## Page text
####################
When the Group of 20 governments teamed up with the Organisation for Economic Co-operation and Development (OECD) to curtail base erosion and profit shifting (BEPS), they sought to reform global taxation using an orderly and cohesive process.
World leaders wanted to boost tax collection and at the same time narrow the gaps between national-level systems.
That collective desire, however, has not yet translated into collective action.
“There is a sense that there are little pots of gold out there in tax ha-vens…governments want to get their hands on them.“
Alf Capito, EY Asia-Pacific Tax Policy Leader
Even before the OECD BEPS project formally issued recommendations in 2015, countries including the United Kingdom, France, China and Australia were forging ahead with their own implementation of key concepts.
While all agree the global tax environment has shifted, the unified and phased implementation approach sought by the G20 and OECD has proven elusive.
‘Their own interpretations’
The fundamental tension between sovereignty and unity is largely responsible.
States determine how they tax economic activity, and unlike with trade pacts or regional integration, this has shown to be an area where they are loath to surrender control.
“Each country is implementing BEPS pursuant to their own interpretations of various action items and how readily they apply in their respective countries and economies,” says Curt Kinsky, EY Asia-Pacific Transfer Pricing Leader.
With BEPS implementation into its second year, the countries that have emerged as the keenest to adopt the BEPS reforms or even go beyond its mandate include Australia and European countries, who are in some cases pushed by directives from the European Commission in Brussels.
But the global environment could see an additional shift once elections are completed in the US, which has struck a more cautious posture on the BEPS project.
If the new President and Congress sworn in next January pursue comprehensive tax reform, a pressing issue in Washington for more than a decade, “this could be the big game changer in terms of global corporate income tax standards,” says Valère Moutarlier, director of the European Commission’s Directorate General for Taxation and Customs.
####################
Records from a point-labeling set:
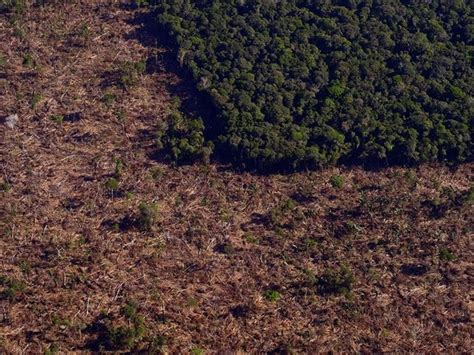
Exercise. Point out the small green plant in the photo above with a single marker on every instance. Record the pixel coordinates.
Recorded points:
(3, 62)
(130, 73)
(57, 118)
(446, 255)
(468, 197)
(197, 351)
(118, 167)
(272, 295)
(156, 172)
(336, 281)
(147, 216)
(109, 98)
(121, 116)
(35, 100)
(183, 139)
(5, 186)
(28, 60)
(12, 288)
(337, 181)
(16, 6)
(125, 336)
(112, 184)
(84, 31)
(52, 349)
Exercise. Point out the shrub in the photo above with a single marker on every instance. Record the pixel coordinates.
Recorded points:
(112, 184)
(12, 288)
(272, 295)
(183, 139)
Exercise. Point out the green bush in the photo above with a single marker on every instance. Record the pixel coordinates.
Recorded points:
(182, 139)
(296, 83)
(336, 281)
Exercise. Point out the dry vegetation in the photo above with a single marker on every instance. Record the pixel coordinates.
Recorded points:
(102, 246)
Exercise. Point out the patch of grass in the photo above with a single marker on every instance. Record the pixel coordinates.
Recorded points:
(35, 100)
(124, 336)
(16, 6)
(272, 295)
(3, 62)
(336, 281)
(118, 167)
(52, 349)
(28, 60)
(57, 118)
(156, 172)
(130, 73)
(337, 181)
(197, 351)
(12, 288)
(446, 255)
(468, 197)
(147, 216)
(5, 186)
(109, 98)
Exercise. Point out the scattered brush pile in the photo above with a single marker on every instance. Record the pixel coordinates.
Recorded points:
(310, 83)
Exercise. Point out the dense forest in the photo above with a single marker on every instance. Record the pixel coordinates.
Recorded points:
(311, 83)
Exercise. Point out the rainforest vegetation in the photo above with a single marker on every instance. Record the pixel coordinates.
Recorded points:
(310, 83)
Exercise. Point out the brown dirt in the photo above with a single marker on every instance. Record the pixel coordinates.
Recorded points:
(72, 255)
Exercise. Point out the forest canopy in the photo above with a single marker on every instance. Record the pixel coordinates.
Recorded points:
(310, 83)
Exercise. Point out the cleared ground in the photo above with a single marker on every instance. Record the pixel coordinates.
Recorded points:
(342, 259)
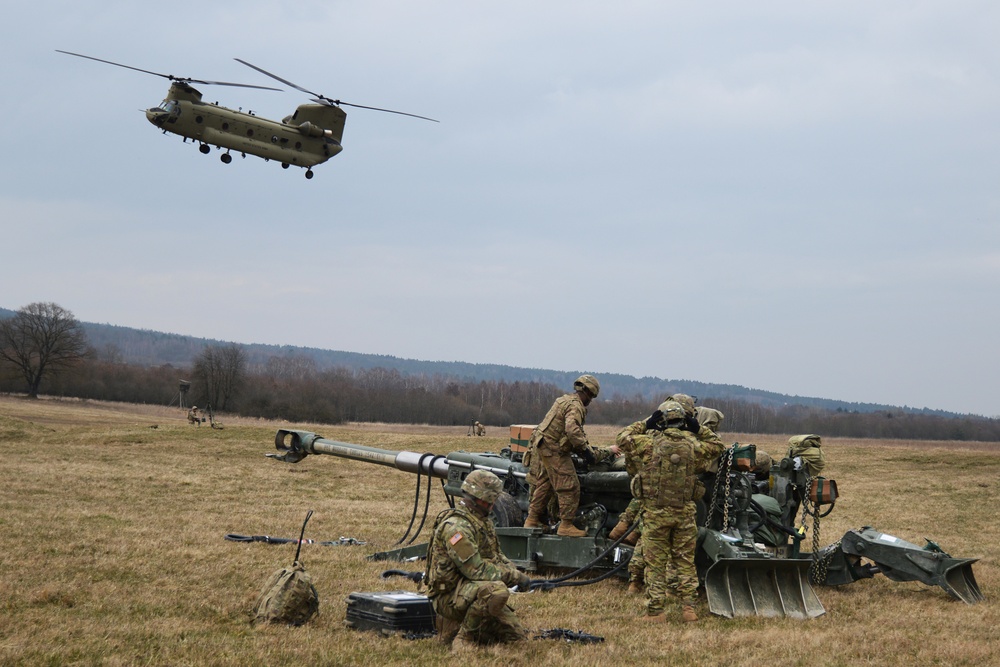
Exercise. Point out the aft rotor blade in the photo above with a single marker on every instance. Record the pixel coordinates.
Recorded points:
(80, 55)
(171, 77)
(323, 99)
(278, 78)
(401, 113)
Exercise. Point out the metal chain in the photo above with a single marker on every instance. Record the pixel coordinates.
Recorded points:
(727, 464)
(820, 567)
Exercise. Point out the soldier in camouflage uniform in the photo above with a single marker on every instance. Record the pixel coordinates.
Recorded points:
(467, 575)
(706, 433)
(669, 459)
(560, 434)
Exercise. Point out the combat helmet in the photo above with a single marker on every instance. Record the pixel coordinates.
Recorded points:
(673, 413)
(686, 402)
(589, 383)
(482, 485)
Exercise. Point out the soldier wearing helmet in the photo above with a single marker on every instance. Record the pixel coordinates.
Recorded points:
(467, 575)
(699, 420)
(558, 435)
(667, 459)
(709, 417)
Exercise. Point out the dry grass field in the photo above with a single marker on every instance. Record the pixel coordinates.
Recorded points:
(111, 535)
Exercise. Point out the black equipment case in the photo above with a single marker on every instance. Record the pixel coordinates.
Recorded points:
(390, 612)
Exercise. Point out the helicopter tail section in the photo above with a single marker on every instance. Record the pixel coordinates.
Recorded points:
(316, 120)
####################
## Task set
A – Copy the article on BEPS tax reform verbatim, starting at "With BEPS implementation" and stopping after "the BEPS project.".
B – Can you restate the paragraph of the article on BEPS tax reform that opens "Even before the OECD BEPS project formally issued recommendations" in a single shorter sentence?
C – Write the next few sentences of the article on BEPS tax reform after its final sentence.
Nothing in these lines is needed for this work.

## Results by task
A –
With BEPS implementation into its second year, the countries that have emerged as the keenest to adopt the BEPS reforms or even go beyond its mandate include Australia and European countries, who are in some cases pushed by directives from the European Commission in Brussels.
But the global environment could see an additional shift once elections are completed in the US, which has struck a more cautious posture on the BEPS project.

B – Before the OECD BEPS project issued its recommendations in 2015, the United Kingdom, France, China and Australia were already implementing key concepts on their own.

C –
The roots of reform
The focus on BEPS is frequently considered an outcome of the 2007–08 global financial crisis, which left governments starving for revenue and triggered public awareness of the ways multinational corporations are able to reduce their tax obligations.
But the groundwork was actually laid “in the mid-1990s, when Europe opened its borders to really implement the vision of a single market,” says Jean-Pierre Lieb, EY EMEIA Tax Policy and Controversy Leader, based in Paris. “That was the beginning of the erosion of corporate tax in Europe.”
The change forced smaller EU members to find new ways to be competitive, including competing for foreign investment using tax incentives.
The European Commission in 1997 aimed to avoid what it deemed harmful tax cooperation with its Code of Conduct for Business Taxation.
That has resulted in more than 100 cases of tax rules or laws being adjusted at the national level.
The Commission has also launched high-profile investigations into whether countries including Ireland, the Netherlands and Luxembourg violated state aid rules by offering tax incentives to companies in specific circumstances.
Countries that wanted to compete on tax were then left with the option of lowering overall rates and promoting loopholes they had discovered in their own tax treaties, Lieb says.
Departing from the implementation script as written by the OECD is a matter of both speed and process.
Individual countries, such as France, have moved without waiting for final guidelines.
The UK has introduced new incentives to push research and development through its Patent Box regime.
It also introduced a Diverted Profits Tax in 2015, seen as a way to tax multinationals that aim to pay less by avoiding having a formal permanent establishment (PE) in the country.
At the regional level, some bodies are pursuing a transparency agenda that goes beyond the scope of the BEPS project.
Action 13 of the OECD recommendations would require companies to share with tax inspectors, in each of the jurisdictions in which they operate, a complete global picture of sales, operations, employees, profits and other key figures using a country-by-country (CbC) report.
The rule would apply to any entity with annual revenue exceeding €750 million operating in the Eurozone, and the first of these reports are to be filed at the end of this year.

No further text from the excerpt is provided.